_Exercise brief:_ Recast the entries below as a numbered list with blank lines dropped, starting at the line that contains "red shed and return the coordinates." and stopping after the line that contains "Query: overcast gray sky". Include only those lines.

_Task material:_
•••••

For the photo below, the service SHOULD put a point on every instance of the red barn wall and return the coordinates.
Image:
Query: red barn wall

•••••

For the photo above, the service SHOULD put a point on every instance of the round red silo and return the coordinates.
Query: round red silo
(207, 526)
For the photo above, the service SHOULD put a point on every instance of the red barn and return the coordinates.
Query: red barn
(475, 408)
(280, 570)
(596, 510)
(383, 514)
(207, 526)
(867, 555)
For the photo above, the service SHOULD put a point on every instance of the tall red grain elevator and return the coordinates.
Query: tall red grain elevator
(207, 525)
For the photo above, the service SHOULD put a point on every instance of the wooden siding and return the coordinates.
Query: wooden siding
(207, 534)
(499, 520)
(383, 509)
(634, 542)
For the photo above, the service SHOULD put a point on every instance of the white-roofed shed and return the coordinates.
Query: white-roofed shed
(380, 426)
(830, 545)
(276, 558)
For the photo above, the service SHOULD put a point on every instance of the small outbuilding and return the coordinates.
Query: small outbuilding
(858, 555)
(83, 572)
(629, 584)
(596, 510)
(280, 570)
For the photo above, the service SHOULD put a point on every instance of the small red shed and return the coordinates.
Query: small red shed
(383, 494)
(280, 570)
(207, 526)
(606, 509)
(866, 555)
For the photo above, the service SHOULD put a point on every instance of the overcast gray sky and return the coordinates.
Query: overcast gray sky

•••••

_Solution to this exercise:_
1. For the photo above, the service SHOULD put a point on every instance of the small red shed and return the coordinates.
2. Query: small red shed
3. (383, 494)
4. (280, 570)
5. (207, 526)
6. (606, 509)
7. (866, 555)
8. For the photo above, the service SHOULD put a point on every instance of the overcast gray sky and return the coordinates.
9. Query: overcast gray sky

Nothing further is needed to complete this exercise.